**WRITTEN TASK:** Locate the line containing "point_to(query) locates a point on each instance of the pipe" in the material below; repeat it and every line after it, exactly as written.

**EXCERPTED RECORDS:**

+++

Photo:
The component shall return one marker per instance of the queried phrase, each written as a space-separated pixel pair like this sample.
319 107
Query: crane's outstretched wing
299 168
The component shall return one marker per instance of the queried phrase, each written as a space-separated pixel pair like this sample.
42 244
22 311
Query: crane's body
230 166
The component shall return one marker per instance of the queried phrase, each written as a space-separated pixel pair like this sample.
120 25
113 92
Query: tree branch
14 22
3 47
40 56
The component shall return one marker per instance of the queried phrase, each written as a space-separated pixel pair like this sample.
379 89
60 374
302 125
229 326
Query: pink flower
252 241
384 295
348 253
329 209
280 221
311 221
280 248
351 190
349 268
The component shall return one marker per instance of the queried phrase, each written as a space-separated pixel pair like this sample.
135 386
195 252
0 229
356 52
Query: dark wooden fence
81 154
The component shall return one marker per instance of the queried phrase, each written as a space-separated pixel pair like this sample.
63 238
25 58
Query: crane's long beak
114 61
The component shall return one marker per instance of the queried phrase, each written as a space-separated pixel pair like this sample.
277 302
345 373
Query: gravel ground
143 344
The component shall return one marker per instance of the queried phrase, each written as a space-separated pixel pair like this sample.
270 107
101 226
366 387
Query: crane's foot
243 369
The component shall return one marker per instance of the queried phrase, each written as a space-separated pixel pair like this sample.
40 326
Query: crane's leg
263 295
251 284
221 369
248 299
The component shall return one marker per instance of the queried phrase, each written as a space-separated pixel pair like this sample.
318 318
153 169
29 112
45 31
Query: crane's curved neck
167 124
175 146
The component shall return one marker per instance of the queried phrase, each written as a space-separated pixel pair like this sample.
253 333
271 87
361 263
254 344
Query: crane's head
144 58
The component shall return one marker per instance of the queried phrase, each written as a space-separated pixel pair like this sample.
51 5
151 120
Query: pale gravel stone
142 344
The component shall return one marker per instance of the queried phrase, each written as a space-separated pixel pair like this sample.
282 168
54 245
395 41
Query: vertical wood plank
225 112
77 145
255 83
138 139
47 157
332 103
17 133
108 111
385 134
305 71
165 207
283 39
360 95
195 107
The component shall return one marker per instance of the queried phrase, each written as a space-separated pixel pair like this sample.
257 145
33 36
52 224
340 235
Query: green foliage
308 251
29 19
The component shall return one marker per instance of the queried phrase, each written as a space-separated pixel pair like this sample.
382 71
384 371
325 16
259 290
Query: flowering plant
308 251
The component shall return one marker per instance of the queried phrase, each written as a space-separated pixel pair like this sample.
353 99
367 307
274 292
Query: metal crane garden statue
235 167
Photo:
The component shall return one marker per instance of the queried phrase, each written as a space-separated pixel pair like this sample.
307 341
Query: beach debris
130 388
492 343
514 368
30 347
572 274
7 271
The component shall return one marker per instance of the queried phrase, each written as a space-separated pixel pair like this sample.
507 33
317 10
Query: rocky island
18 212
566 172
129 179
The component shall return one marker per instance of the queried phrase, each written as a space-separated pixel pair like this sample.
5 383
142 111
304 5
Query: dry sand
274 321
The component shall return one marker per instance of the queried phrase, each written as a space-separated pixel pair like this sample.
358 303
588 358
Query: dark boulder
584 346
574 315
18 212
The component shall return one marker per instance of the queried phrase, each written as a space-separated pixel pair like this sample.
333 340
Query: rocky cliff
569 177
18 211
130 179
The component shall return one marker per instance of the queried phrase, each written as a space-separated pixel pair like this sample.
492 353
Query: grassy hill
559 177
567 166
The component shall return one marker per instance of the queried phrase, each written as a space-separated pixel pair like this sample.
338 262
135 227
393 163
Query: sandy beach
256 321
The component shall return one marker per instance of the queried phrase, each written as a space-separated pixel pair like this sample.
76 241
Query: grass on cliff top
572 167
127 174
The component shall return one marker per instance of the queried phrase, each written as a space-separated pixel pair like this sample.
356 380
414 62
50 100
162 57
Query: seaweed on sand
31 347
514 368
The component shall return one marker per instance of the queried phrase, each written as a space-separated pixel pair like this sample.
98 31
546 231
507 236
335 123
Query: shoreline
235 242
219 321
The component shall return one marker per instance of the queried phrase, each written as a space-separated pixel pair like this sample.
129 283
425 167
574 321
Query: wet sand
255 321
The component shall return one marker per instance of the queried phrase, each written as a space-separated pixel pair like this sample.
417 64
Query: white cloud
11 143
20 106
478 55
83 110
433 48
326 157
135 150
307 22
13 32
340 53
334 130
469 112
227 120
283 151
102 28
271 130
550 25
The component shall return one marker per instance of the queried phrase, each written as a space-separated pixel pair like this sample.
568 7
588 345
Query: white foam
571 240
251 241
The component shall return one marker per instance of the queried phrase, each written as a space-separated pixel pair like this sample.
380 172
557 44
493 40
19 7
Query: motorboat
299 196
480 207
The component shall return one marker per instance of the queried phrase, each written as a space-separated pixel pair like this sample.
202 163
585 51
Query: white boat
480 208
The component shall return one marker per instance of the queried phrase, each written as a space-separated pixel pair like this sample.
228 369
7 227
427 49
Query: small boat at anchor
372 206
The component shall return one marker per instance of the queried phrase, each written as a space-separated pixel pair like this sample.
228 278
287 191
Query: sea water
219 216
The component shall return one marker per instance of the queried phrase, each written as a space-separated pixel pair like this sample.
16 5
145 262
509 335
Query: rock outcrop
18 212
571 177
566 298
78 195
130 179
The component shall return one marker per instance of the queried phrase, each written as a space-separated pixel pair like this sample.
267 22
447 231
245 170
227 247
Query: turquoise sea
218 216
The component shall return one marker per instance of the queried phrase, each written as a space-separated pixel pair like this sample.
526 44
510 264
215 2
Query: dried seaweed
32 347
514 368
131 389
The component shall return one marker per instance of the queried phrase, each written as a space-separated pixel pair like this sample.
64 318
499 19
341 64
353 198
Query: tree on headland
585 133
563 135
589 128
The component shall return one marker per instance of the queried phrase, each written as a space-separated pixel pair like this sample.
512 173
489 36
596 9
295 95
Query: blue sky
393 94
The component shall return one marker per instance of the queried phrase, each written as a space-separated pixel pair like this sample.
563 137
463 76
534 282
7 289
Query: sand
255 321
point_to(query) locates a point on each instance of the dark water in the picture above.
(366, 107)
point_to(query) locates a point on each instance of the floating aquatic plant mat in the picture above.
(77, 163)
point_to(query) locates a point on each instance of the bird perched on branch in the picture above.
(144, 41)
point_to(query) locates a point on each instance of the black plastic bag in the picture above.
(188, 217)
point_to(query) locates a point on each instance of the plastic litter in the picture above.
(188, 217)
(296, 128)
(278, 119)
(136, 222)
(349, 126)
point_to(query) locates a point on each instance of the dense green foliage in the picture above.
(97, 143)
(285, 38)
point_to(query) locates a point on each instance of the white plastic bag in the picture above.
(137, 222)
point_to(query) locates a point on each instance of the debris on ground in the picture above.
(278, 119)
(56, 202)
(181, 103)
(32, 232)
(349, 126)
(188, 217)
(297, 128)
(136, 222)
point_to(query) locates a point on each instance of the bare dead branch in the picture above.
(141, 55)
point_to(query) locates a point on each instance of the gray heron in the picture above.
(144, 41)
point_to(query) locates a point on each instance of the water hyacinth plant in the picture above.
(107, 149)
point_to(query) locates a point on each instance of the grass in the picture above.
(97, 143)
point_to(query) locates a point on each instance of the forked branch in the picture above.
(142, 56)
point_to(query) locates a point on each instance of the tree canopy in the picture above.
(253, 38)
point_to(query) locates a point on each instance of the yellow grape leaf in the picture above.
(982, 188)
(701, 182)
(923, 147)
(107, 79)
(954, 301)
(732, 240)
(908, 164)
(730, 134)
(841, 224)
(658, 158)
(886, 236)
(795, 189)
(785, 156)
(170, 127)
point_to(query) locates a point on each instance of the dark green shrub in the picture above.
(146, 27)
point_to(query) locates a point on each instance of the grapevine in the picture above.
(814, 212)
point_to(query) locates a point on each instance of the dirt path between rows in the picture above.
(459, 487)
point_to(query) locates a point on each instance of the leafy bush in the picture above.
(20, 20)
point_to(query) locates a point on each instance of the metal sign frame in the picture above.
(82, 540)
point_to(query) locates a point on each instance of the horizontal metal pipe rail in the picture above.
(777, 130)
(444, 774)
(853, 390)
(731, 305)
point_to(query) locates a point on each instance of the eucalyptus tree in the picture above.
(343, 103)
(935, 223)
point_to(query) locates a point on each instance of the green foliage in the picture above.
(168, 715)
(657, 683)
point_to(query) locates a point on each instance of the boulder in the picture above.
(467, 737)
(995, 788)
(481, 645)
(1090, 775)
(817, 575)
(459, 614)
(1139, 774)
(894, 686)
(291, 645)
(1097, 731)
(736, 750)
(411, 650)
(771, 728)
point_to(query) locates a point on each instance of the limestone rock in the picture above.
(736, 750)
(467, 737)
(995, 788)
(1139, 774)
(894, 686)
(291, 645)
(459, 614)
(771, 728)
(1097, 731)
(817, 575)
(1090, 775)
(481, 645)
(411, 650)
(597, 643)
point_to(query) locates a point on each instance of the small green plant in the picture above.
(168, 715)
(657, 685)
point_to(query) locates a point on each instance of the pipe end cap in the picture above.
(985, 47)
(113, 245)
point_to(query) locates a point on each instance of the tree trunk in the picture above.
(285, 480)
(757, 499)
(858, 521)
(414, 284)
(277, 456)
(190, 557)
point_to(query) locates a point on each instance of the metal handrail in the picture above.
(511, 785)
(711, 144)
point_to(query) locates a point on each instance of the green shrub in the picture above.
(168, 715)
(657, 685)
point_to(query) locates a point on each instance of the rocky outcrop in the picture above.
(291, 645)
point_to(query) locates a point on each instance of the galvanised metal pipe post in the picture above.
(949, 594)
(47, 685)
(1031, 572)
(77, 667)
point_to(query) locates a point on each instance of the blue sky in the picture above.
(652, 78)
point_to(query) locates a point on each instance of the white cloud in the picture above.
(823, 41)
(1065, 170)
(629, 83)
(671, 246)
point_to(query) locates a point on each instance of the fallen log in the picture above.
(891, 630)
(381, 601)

+++

**WRITTEN SOLUTION:**
point_to(query) locates a point on each instance of the pipe end cap in the picture above.
(985, 47)
(113, 245)
point_to(query) locates a point on each instance of the tree trunk in the picture above.
(285, 480)
(757, 499)
(858, 521)
(414, 284)
(277, 456)
(190, 557)
point_to(query) locates a point on each instance of the metal handrail in the picture above.
(511, 785)
(711, 144)
point_to(query) locates a point on each instance of the green shrub in the picture above.
(168, 715)
(657, 685)
point_to(query) locates a point on each instance of the rocky outcrop in the picture above.
(291, 645)
point_to(query) locates a point on each instance of the galvanised metal pipe post in the picture above.
(949, 594)
(47, 685)
(1031, 572)
(77, 667)
point_to(query) locates a point on each instance of the blue sky in the picture above.
(652, 78)
point_to(query) locates a point on each instance of the white cloud in the picture above.
(823, 41)
(1065, 170)
(629, 83)
(671, 246)
point_to(query) locates a point on each instance of the fallen log in the picture above.
(891, 630)
(381, 601)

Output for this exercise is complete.